Provided text ::
>>>

One Has to Ask: Weiner’s Debut a Floundering Misfire

Are You Here Review PosterSuccess sometimes has a blindsiding effect on self-criticism and control, which may very well be the excuse for the feature directorial debut of “Mad Men” and “The Sopranos” scribe Matthew Weiner, Are You Here, which is a nauseous, floundering excuse for a film. If you’re confused about whether you’re meant to laugh at or feel pity for these unengaging stereotyped people, it’s probably because the cast seems unsure of this as well. Painfully, obnoxiously miscast, there isn’t one single moment that works in the entire film, which is nearly two hours. Originally titled You Are Here when it premiered at the Toronto Film Festival in 2013, it’s as if the refashioning of statement to question is posed for anyone left in the audience that stayed until the end credits.

<<<

Provided data ::
>>>

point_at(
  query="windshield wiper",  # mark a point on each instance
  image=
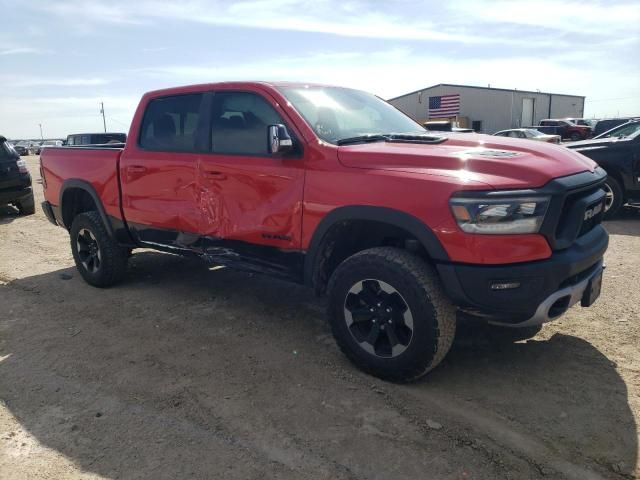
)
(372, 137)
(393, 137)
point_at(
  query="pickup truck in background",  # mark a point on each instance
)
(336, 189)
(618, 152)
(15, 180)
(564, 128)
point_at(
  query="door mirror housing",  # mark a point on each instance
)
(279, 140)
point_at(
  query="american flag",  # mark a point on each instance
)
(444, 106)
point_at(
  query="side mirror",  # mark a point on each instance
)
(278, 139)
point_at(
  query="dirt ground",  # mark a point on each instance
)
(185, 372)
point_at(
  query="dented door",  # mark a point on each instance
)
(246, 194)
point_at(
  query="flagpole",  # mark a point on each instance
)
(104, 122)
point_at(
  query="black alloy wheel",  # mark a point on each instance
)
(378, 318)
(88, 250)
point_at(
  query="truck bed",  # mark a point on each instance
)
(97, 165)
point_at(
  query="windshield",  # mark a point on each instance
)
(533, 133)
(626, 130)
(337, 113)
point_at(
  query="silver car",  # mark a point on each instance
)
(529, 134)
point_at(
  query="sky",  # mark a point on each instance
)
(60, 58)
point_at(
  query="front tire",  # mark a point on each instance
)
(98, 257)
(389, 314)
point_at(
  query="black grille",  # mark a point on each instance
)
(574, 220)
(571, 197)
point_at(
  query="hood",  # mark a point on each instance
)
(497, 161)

<<<
>>>

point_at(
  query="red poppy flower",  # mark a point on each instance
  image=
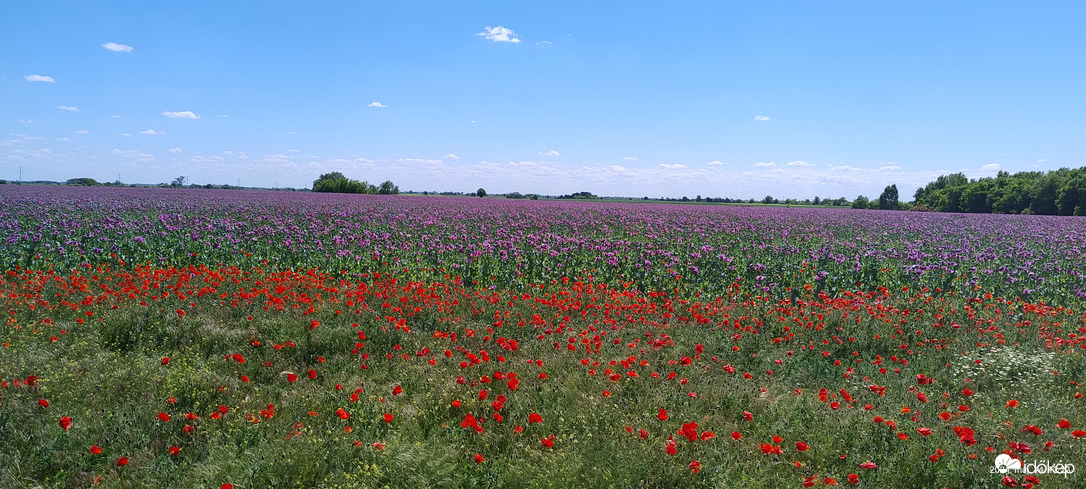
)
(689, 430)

<<<

Instructions ::
1. List every title of a film or television show that the review of Matthew Weiner's debut mentions, including the film's original title.
2. Write the next paragraph of the review of Are You Here, picking up after its final sentence.

Answer set ::
1.
- "Mad Men"
- "The Sopranos"
- Are You Here
- You Are Here

2.
Steve Dallas (Owen Wilson), a fulsome weatherman from Annapolis, seems bored with life, freely frittering it away on women and inebriation. He’s the sole social contact for his best friend, Ben Baker (Zach Galifiankis), a mentally unstable loner who eschews the human condition and has been painstakingly trying to write a meritorious novel. But when Ben’s dad dies, the friends return to Ben’s family farm. There, his very young stepmother Angelina (Laura Ramsey) and hostile sister Terri (Amy Poehler) attend the funeral, and at the reading of the will, it turns out Ben gets the bulk of the inheritance, about 2.5 million dollars. Rejecting it because he doesn’t believe in having money, Steve does his best to convince Ben to take it because he knows he’ll get some. Meanwhile, the angry Terri files an injunction against her brother, which leads to a psychological evaluation for the troubled man. At the same time, Steve begins to have feelings for the doe eyed Angelina.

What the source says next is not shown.